- TEXT SECTION -
%%

Re: 8-bit text which is supposed to be UTF-8 but isn't

From: Addison Phillips [GSC] (
Date: Sun Jan 30 2000 - 22:25:43 EST

> Where is this group?

One such group is iDNS ( ?)

They have that odd UTF-5 proposal to be compatible with existing software.

Supposedly IETF has a working group, but I know nothing about it. I do know
that there was a recent expansion of legal domain names to 63 bytes (which
is almost 3x the old limit... or about what one would expect to accommodate
the BMP in UTF-8........)


Addison P. Phillips
Senior Globalization Consultant
Global Sight Corporation
101 Metro Drive, Suite 750
San Jose, California 95110
(+1) 408.350.3600 - Telephone
(+1) 408.350.3601 - Fax

Red Herring names Global Sight among the 1999 "Ten to Watch" in its annual
roundup of the top 100 companies of the electronic economy. Read more at:

Going global with your web site? Global Sight provides Web-based software
solutions that simplify the process, cut costs, and save time.

----- Original Message -----
From: John Cowan <>
To: Unicode List <>
Sent: Sunday, January 30, 2000 6:53 PM
Subject: Re: 8-bit text which is supposed to be UTF-8 but isn't

> Dan scripsit:
> > ISO 10646 is 31 bits. All possible values should be allowed.
> > I do not know why Unicode have decided to grow their bits to
> > more than 16 bits, but not to all 31 bits of ISO 10646.
> JTC1/SC2/WG2 have declared that they will not go past 0010FFFF,
> except for the (de facto deprecated) private-use areas
> at 00E00000-00FFFFFF and at 60000000-7FFFFFFF.
> > But that is no reason to not allow full 31 bits in UTF-8 encoded
> > text.
> It is, indeed, the reason.
> > You should also specify that Unicode technical report #15 normalisation
> > form C should be used. This will simplify much encoding/decoding
> > and help searching and case insensitivity comparisons.

%%

- DATA PROVIDED -
%%

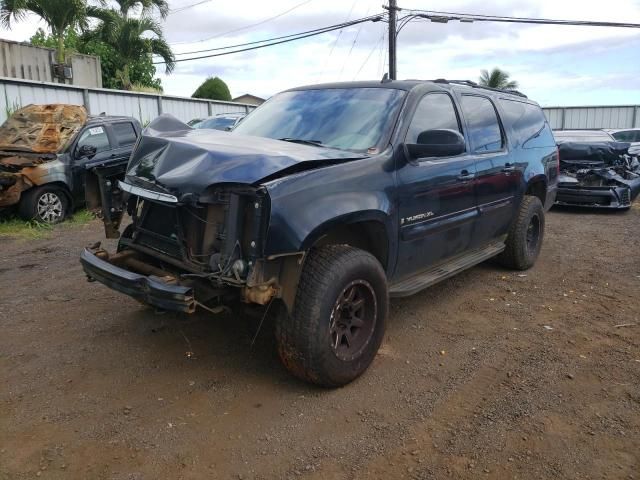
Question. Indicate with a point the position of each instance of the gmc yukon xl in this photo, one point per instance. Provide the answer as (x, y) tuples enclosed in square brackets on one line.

%%

- GIVEN INSTRUCTION 1 -
Copy the UTF-8 post starting at "----- Original Message" and ending at "and at 60000000-7FFFFFFF.", substituting "reserved ranges" for "private-use areas".
- GIVEN INSTRUCTION 2 -
Does the UTF-8 post support each statement below? Answer yes or no for each, and quote the words that decide it. (a) Legal domain names were recently expanded to 63 bytes. (b) The writer is familiar with the IETF working group. (c) JTC1/SC2/WG2 has declared that it will go past 0010FFFF.
Rely only on the UTF-8 post.

- OUTPUT 1 -
----- Original Message -----
From: John Cowan <>
To: Unicode List <>
Sent: Sunday, January 30, 2000 6:53 PM
Subject: Re: 8-bit text which is supposed to be UTF-8 but isn't

> Dan scripsit:
> > ISO 10646 is 31 bits. All possible values should be allowed.
> > I do not know why Unicode have decided to grow their bits to
> > more than 16 bits, but not to all 31 bits of ISO 10646.
> JTC1/SC2/WG2 have declared that they will not go past 0010FFFF,
> except for the (de facto deprecated) reserved ranges
> at 00E00000-00FFFFFF and at 60000000-7FFFFFFF.

- OUTPUT 2 -
(a) Yes: "there was a recent expansion of legal domain names to 63 bytes"
(b) No: "I know nothing about it"
(c) No: "JTC1/SC2/WG2 have declared that they will not go past 0010FFFF"